> Stored entries:
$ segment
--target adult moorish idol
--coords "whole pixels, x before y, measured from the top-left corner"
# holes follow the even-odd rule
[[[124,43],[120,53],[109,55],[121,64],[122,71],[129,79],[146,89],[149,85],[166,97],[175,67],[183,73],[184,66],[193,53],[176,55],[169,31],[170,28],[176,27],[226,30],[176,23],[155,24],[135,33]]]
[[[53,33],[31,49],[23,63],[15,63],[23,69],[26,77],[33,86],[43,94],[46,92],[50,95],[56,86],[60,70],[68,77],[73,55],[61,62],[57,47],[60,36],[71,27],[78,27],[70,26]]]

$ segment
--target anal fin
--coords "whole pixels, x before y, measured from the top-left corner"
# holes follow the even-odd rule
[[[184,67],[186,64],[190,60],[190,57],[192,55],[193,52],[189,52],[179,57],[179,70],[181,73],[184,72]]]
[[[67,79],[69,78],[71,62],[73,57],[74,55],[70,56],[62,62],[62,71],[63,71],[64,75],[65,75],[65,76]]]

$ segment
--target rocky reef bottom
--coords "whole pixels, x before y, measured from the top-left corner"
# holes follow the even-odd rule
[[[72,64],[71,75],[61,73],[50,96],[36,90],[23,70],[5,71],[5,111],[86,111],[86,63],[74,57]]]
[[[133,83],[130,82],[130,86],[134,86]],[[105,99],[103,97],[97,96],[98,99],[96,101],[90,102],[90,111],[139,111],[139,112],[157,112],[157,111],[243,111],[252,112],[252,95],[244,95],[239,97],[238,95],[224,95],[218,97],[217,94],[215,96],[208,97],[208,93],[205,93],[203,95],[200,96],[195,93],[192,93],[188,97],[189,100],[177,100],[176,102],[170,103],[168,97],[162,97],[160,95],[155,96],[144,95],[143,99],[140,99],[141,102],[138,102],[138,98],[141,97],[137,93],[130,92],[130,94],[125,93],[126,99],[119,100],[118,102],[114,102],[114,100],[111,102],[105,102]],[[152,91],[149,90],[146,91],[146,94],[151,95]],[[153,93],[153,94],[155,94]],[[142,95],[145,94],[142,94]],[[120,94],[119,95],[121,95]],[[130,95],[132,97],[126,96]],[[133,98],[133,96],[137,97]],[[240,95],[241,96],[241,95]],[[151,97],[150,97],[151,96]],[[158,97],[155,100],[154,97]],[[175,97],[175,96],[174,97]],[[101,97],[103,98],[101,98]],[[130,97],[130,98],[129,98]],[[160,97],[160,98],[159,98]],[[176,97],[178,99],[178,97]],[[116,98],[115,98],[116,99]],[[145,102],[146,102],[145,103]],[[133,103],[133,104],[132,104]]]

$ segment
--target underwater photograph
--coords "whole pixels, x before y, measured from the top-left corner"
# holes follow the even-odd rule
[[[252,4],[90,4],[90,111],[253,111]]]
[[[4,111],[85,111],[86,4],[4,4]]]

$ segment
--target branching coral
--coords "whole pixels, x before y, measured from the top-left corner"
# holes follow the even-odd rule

> Given request: From the rows above, copy out each line that contains the string "target". The match is case-sensitive.

> Problem solution:
--target adult moorish idol
--target anal fin
--target rocky reef bottom
--target underwater photograph
--target branching coral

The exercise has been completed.